I'm considering iZotope's Tonal Balance Control, as a reality check. Visually comparing your mix to one you know and love on a spectrograph or analyzer can point out things your ears may have missed too.

And most importantly, if your mix sounds even better than the reference to you in your monitors, something is probably horribly wrong. I make this mistake every single time.


----------



## storyteller

I haven’t seen it mentioned yet, but mixing in mono will reveal quite a lot. Mix mono first, then stereo, then back to mono, etc. It is surprising how bad your mono mix will sound when learning how to mixing on headphones. Seriously. It happens to the best of us.

Waves NX is a great tool used in conjunction with Sonarworks. But, being honest about it, I find I strongly dislike the artifacts added by both pieces of software and find myself returning to a clean signal straight to headphones (HD650s btw). But I do use the plugins on every headphone mix before I return to hating them again. Necessary evil I suppose...

You’ll need to make sure you have a great headphone preamp with great DA converters too. Even if you don’t think you’ll hear the difference, you’ll be mixing to an inadequate signal chain that you will subconsciously mix to.

*Edit: *And as Avery mentioned just before my post, Tonal Balance is an excellent tool! I use it all the time.


----------



## chimuelo

Another great plug in that works great is Mono maker by BX Digital.
Not sure if it’s in the BX Digital Suite as I use their ancient DSP Plug Ins.
But it’s a mid/side mastering plug in, it can go from mono to stereo, or mid /side, and Mono maker keeps everything below a selected sub range frequency in Mono.

* Listed entries *
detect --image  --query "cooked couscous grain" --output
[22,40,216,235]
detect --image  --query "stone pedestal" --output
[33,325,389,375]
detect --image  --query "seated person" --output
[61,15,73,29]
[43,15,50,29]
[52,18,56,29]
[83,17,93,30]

--

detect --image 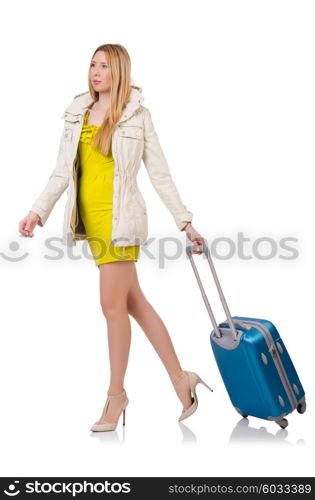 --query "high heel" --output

---

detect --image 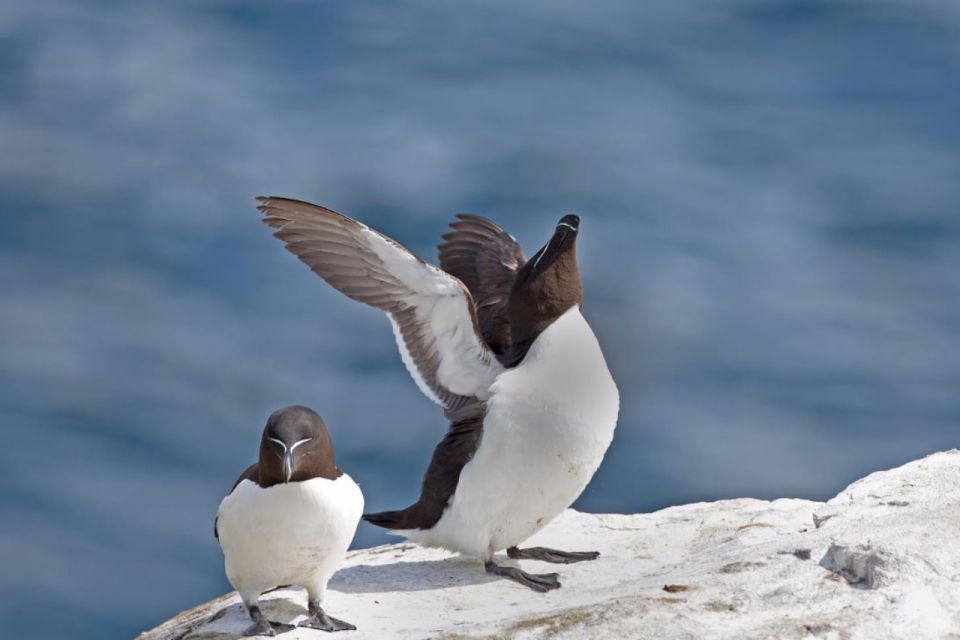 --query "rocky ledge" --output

* Exercise set *
(a) In the headphone-mixing thread, which headphones does storyteller use?
(b) List every individual software tool that the headphone-mixing thread recommends or reports using for mixing.

* Answers for the tasks *
(a) HD650s.

(b) iZotope's Tonal Balance Control, Waves NX, Sonarworks, and Mono maker by BX Digital.